Point-based annotation data:
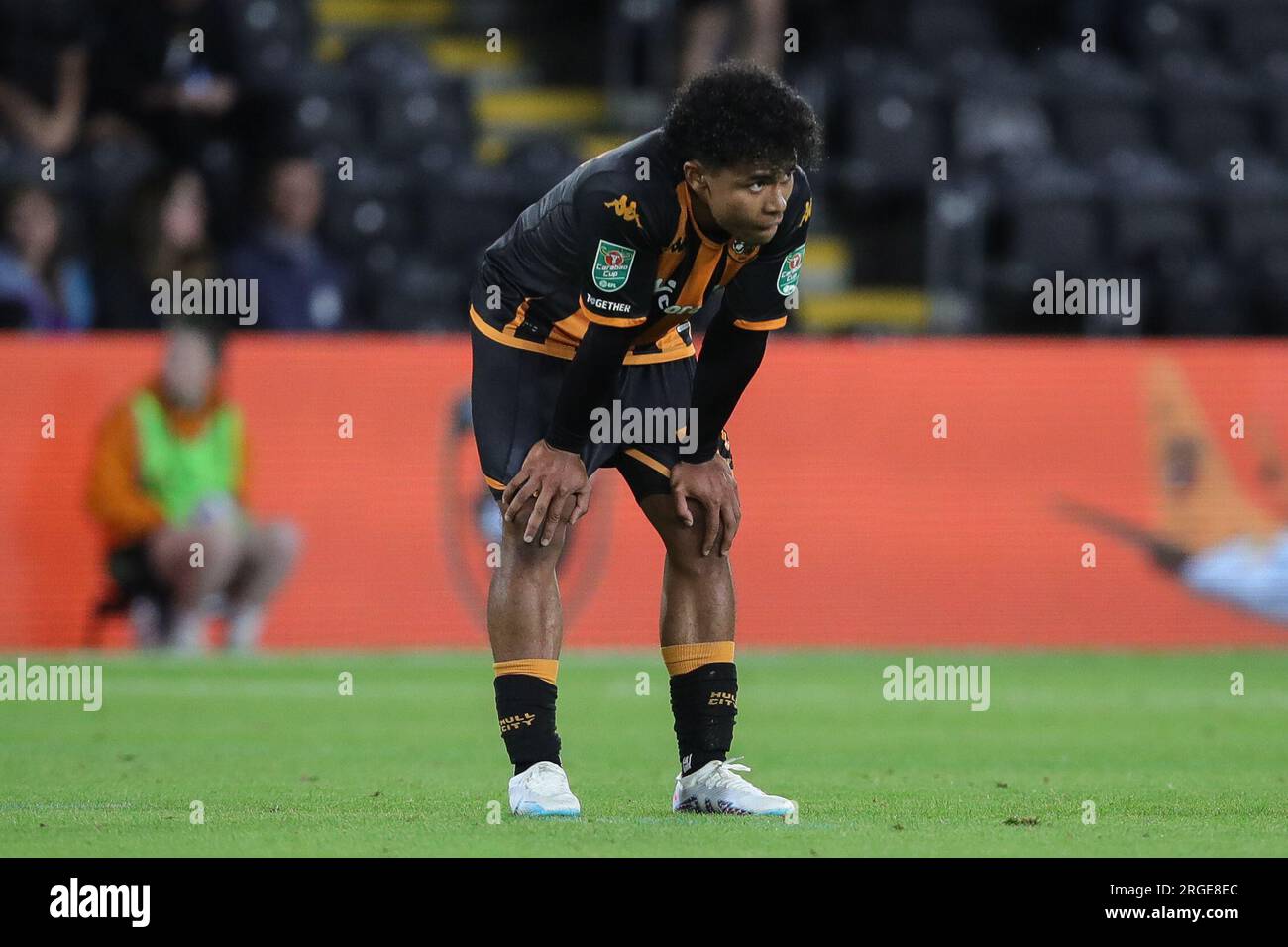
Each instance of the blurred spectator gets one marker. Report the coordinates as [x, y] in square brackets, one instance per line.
[42, 286]
[708, 24]
[170, 472]
[163, 231]
[150, 80]
[300, 283]
[44, 65]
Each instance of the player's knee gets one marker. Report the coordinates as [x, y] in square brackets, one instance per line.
[516, 554]
[684, 549]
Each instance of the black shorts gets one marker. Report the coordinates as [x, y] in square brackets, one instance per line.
[513, 394]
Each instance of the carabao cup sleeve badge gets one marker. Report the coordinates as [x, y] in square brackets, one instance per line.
[612, 265]
[791, 270]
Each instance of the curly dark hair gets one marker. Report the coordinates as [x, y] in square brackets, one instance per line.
[742, 114]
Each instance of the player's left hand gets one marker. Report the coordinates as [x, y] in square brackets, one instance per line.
[711, 483]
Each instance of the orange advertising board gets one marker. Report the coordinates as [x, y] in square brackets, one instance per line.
[896, 493]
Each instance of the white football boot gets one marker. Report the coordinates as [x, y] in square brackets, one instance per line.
[542, 789]
[717, 789]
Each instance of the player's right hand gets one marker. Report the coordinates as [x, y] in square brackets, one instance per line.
[559, 483]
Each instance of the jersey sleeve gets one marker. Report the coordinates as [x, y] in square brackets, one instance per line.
[616, 256]
[756, 298]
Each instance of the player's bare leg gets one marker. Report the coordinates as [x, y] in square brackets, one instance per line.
[697, 590]
[697, 633]
[524, 618]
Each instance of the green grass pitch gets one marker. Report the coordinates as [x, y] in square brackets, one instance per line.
[407, 766]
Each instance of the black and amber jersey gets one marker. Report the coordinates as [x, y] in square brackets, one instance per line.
[616, 243]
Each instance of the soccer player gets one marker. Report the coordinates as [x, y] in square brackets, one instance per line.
[585, 302]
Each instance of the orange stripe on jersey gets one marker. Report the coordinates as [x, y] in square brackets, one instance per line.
[648, 462]
[695, 289]
[761, 326]
[673, 346]
[550, 348]
[519, 315]
[733, 265]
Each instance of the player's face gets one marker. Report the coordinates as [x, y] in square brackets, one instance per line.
[748, 201]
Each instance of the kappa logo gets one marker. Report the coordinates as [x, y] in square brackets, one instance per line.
[809, 211]
[612, 265]
[625, 209]
[791, 270]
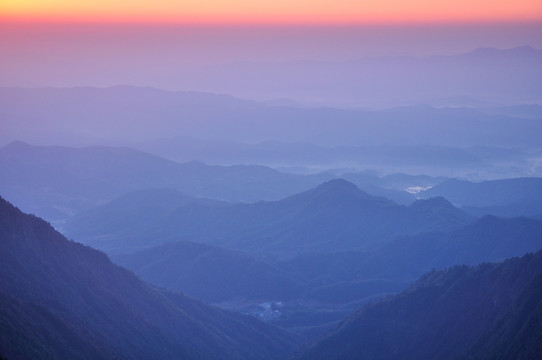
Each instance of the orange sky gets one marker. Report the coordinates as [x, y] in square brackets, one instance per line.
[272, 11]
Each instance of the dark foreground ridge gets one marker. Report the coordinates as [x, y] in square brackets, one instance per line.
[62, 300]
[491, 311]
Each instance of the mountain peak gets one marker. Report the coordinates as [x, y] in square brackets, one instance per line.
[338, 184]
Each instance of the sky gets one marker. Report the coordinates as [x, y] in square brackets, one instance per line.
[273, 11]
[148, 43]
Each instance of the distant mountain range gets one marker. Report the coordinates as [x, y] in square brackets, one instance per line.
[127, 115]
[56, 182]
[491, 311]
[320, 254]
[333, 216]
[482, 76]
[506, 197]
[60, 299]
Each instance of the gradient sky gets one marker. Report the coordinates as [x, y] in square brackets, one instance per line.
[154, 43]
[273, 11]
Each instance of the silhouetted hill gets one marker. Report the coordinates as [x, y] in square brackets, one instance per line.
[443, 315]
[60, 299]
[213, 274]
[56, 182]
[73, 115]
[507, 197]
[333, 216]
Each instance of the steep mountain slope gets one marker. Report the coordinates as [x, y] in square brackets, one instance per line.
[212, 274]
[334, 216]
[442, 315]
[60, 299]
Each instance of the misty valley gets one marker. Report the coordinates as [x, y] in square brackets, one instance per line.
[142, 223]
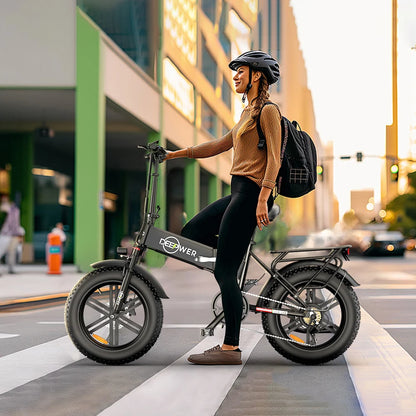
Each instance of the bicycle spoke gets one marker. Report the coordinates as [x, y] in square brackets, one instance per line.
[102, 319]
[130, 325]
[98, 306]
[329, 325]
[292, 326]
[310, 338]
[103, 323]
[132, 304]
[330, 304]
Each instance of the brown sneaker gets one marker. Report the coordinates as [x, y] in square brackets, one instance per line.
[216, 356]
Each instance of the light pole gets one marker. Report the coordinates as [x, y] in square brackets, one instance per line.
[389, 188]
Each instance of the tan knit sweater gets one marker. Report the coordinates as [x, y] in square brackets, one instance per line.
[261, 166]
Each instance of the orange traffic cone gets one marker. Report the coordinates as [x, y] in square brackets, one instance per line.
[54, 254]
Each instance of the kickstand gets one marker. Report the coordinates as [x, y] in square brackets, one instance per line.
[209, 329]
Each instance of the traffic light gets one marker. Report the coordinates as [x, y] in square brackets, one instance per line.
[394, 172]
[320, 172]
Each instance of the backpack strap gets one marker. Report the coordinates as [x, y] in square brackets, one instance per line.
[262, 139]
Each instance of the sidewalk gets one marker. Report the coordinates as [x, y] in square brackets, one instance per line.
[32, 283]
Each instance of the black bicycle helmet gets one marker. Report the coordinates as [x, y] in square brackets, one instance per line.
[259, 61]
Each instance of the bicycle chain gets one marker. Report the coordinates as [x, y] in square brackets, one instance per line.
[274, 300]
[271, 335]
[304, 344]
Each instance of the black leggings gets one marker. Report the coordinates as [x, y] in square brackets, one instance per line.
[233, 220]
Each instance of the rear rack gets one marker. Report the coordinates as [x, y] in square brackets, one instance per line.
[324, 253]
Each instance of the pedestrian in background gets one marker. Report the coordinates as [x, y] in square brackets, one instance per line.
[11, 232]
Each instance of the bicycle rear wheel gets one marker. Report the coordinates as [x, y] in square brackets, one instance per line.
[331, 324]
[103, 336]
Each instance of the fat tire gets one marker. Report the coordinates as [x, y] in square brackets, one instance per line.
[106, 354]
[351, 315]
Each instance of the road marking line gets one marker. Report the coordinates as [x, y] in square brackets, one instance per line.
[32, 363]
[184, 326]
[386, 286]
[391, 297]
[4, 336]
[383, 373]
[398, 326]
[185, 388]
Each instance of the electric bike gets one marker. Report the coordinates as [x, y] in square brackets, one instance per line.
[309, 311]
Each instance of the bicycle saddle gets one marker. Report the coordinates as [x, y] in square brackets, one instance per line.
[274, 212]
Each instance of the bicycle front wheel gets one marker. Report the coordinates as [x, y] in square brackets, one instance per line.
[103, 336]
[330, 324]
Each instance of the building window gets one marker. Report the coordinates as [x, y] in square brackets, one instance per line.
[224, 39]
[208, 118]
[178, 90]
[128, 23]
[180, 25]
[209, 66]
[226, 93]
[209, 8]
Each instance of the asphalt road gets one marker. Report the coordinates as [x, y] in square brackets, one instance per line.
[42, 374]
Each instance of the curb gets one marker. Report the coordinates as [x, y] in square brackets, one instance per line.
[27, 303]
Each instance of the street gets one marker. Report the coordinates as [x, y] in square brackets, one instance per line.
[43, 374]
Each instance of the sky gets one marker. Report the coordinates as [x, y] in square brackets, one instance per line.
[346, 45]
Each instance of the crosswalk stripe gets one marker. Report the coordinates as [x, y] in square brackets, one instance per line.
[24, 366]
[182, 388]
[383, 373]
[3, 336]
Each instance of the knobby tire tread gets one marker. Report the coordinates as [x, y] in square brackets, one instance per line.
[330, 357]
[131, 358]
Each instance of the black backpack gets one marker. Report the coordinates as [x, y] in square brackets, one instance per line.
[297, 174]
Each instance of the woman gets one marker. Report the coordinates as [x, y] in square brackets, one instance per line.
[234, 217]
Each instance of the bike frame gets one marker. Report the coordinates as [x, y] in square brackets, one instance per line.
[203, 257]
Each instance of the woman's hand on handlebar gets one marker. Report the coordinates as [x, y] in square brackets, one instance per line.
[176, 154]
[262, 214]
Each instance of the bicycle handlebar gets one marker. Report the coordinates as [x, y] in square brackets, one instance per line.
[158, 152]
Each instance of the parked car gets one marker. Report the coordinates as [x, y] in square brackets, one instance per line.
[386, 243]
[369, 242]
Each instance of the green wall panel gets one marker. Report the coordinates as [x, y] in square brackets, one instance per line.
[89, 146]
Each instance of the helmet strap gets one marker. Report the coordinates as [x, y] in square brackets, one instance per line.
[250, 74]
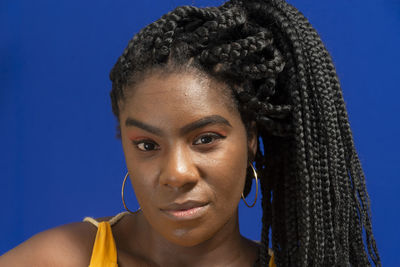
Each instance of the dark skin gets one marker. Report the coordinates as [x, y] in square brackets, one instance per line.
[182, 142]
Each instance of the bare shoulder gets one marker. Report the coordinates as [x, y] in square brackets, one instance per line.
[67, 245]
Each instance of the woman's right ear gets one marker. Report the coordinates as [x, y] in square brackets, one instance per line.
[252, 141]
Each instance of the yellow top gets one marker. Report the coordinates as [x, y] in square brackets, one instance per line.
[104, 252]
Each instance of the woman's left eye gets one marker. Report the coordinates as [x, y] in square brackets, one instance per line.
[207, 138]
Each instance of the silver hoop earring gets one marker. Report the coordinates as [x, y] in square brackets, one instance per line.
[122, 196]
[255, 199]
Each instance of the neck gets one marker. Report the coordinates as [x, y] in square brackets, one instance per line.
[226, 247]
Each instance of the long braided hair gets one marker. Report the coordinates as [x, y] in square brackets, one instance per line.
[314, 197]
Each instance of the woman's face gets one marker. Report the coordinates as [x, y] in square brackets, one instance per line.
[186, 151]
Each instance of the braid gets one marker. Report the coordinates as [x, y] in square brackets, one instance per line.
[314, 197]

● **To do**: Please copy exactly the lines from the one containing "Each instance of the helmet" through the last line of the records above, both included, and leave out any pictures.

● **Task response**:
Each instance of the helmet strap gets one marker. Report the coordinates as [x, y] in square brackets, one instance per line.
[250, 74]
Each instance of the dark skin gets one marker. Report the coordinates as [x, y] in square brackets, one instance per line.
[182, 142]
Each instance of the bare shoulder gets one marker. Report the coordinates as [x, y] in square brackets, one instance per line.
[67, 245]
Each instance of the woman's right ear gets one marker. Report the coordinates as [x, y] in square brackets, one instance per line.
[252, 141]
Each instance of the yellow top gets one marker. Report the coordinates as [x, y] in square brackets, one instance per line.
[104, 252]
Each instance of the woman's left eye gets one marker. Report the coordinates as [x, y] in square brackets, one instance per line.
[207, 138]
Each instance of the silver hoop earring gets one marker. Report the coordinates as [x, y] in square brackets, one instance per line.
[122, 196]
[255, 199]
Each instance of the neck gets one marker. Report the coordinates as [x, y] in square brackets, one instance per line.
[226, 247]
Each instance of the long braided hair gets one marker. Report the coordinates as [x, y] in square brackets, one instance per line.
[314, 197]
Each instance of the woman's face gets one marker. Report the coordinates as [x, y] in square brackets, one instance per line.
[186, 151]
Each instance of the braid gets one marker. Report the coordinates as [x, y] in square brackets, one instance per line.
[314, 197]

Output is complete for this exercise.